== Segment start ==

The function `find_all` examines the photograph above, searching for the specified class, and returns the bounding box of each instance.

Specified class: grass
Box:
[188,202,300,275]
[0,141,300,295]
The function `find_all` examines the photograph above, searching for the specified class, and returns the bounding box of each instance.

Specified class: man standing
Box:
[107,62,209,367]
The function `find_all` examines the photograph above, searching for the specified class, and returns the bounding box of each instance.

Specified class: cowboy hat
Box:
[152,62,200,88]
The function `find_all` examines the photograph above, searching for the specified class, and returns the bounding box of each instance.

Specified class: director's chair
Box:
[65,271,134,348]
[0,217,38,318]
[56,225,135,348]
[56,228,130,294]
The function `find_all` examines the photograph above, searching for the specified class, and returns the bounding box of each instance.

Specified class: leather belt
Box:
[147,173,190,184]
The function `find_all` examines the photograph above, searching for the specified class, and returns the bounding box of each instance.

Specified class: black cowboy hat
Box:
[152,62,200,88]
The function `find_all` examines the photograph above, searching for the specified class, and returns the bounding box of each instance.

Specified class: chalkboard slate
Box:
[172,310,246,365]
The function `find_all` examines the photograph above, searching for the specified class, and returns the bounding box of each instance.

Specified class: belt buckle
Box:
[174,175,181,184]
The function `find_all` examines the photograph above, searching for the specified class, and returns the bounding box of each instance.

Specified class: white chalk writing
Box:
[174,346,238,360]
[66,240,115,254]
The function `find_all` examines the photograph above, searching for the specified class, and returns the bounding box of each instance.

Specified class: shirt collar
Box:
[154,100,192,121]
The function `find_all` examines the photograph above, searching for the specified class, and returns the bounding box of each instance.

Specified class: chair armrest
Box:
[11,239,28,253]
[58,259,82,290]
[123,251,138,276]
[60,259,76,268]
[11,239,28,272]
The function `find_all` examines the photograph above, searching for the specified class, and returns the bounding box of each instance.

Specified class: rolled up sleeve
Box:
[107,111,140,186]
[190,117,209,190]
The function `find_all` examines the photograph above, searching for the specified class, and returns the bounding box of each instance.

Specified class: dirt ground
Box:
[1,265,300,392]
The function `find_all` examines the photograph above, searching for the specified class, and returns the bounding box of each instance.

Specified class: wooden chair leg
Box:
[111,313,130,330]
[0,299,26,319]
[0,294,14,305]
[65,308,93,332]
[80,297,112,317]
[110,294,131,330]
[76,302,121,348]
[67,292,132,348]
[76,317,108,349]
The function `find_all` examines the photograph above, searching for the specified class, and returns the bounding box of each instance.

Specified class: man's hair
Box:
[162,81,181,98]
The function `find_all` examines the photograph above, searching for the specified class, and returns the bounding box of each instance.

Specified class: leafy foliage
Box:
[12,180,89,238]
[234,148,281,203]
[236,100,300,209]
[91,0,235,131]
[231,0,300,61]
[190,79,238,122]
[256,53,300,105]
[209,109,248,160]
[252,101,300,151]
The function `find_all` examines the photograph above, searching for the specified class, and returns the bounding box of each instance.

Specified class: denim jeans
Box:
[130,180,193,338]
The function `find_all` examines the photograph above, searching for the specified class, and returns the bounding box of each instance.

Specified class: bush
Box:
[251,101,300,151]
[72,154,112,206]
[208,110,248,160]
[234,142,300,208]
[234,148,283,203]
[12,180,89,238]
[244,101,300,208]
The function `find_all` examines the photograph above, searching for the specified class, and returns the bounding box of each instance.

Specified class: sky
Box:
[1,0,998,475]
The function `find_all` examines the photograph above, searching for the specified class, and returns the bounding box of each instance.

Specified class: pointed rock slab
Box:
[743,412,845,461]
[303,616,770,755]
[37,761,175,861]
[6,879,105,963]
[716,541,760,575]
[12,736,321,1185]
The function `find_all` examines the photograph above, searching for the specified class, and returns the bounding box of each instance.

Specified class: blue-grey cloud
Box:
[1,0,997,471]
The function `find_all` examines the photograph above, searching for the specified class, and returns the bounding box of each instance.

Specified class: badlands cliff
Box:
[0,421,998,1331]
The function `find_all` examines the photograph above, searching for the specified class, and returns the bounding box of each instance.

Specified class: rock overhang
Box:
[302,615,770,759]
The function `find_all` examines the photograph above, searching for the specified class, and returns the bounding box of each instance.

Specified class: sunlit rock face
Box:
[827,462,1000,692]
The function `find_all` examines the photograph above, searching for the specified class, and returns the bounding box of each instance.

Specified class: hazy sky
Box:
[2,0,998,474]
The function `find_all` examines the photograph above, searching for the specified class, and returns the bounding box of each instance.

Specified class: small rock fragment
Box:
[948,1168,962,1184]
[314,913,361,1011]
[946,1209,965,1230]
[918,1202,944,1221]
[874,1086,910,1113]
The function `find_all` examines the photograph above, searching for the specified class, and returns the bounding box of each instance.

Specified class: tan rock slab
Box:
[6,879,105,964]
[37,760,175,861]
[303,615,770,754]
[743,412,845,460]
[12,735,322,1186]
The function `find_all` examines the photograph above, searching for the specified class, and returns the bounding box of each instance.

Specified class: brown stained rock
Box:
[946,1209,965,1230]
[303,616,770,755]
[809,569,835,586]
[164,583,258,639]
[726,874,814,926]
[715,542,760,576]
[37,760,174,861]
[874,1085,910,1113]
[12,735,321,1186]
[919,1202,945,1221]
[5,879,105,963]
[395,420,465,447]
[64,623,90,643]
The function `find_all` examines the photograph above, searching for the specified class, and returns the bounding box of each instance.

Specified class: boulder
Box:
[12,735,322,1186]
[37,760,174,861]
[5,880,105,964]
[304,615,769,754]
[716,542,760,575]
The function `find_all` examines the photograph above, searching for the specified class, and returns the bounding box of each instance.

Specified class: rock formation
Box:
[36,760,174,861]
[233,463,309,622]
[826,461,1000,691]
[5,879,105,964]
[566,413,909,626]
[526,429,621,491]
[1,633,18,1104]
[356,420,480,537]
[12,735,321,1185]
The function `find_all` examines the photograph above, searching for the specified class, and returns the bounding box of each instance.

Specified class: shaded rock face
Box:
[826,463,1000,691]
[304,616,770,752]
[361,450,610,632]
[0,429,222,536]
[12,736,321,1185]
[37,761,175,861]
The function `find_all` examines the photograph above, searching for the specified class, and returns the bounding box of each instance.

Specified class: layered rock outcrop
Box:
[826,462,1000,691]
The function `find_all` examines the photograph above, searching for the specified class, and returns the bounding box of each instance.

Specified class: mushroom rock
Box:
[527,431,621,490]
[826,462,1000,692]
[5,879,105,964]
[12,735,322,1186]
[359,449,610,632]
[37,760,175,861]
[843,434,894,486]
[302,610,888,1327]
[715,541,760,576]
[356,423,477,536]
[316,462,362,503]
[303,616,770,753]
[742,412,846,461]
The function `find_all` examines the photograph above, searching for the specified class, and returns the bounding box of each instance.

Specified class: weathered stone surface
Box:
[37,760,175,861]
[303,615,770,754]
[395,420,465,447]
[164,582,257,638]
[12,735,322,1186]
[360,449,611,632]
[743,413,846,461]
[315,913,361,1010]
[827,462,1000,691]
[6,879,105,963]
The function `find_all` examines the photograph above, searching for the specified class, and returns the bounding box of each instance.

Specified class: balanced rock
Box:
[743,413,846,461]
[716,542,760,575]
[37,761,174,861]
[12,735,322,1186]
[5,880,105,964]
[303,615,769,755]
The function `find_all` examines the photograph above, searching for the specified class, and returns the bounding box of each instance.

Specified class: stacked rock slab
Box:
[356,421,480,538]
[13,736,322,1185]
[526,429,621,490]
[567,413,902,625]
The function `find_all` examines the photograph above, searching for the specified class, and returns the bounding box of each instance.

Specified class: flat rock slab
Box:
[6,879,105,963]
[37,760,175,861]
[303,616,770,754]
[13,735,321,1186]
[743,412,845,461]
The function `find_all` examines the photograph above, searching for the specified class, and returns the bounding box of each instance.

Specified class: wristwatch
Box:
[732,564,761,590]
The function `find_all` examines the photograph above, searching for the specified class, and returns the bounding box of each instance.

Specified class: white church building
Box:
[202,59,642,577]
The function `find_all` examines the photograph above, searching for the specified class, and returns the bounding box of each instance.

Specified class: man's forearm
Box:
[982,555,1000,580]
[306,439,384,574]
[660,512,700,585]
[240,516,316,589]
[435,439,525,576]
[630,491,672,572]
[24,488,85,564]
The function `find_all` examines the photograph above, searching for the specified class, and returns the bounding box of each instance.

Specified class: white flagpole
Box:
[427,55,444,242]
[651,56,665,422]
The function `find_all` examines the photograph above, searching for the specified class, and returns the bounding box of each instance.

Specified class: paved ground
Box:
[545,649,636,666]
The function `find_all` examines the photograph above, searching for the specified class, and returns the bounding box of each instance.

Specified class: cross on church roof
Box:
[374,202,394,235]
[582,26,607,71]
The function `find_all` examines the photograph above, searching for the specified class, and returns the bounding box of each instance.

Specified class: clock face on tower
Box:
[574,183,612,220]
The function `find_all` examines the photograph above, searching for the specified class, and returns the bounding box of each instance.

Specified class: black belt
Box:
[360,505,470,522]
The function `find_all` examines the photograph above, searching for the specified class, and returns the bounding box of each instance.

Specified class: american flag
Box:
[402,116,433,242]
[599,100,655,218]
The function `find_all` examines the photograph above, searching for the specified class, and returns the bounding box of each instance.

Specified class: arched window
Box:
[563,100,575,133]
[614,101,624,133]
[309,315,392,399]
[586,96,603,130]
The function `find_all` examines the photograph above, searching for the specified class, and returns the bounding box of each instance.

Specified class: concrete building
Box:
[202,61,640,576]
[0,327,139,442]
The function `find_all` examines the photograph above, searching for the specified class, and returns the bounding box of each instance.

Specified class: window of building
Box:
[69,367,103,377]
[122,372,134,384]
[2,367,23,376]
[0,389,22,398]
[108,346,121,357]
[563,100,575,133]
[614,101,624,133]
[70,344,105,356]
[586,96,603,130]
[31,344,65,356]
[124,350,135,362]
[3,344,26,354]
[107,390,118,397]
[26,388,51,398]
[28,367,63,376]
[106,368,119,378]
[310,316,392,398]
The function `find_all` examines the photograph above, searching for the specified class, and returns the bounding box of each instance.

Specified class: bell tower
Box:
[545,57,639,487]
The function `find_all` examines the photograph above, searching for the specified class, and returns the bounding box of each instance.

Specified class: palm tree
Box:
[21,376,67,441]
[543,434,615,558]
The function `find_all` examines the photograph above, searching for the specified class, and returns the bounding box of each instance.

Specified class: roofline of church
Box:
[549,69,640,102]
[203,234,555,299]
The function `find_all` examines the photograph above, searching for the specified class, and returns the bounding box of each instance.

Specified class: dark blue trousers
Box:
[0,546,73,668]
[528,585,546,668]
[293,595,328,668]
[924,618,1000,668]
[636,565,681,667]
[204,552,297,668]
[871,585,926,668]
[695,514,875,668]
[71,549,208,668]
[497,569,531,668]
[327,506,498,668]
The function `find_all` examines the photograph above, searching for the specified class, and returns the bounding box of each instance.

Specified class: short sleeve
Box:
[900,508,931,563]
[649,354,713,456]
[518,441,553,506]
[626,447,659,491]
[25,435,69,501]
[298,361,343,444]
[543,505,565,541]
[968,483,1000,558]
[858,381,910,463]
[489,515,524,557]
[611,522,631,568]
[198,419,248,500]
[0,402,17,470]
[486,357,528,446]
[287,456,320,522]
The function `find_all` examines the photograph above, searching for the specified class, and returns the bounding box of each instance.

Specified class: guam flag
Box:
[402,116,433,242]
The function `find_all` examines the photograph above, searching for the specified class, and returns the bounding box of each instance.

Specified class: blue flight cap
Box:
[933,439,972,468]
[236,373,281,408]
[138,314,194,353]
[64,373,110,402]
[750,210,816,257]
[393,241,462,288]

== Segment end ==

Reproduce every line from the entries that holds the word "sleeve".

• Result for this task:
Specified class: rolled up sleeve
Specified class: short sleeve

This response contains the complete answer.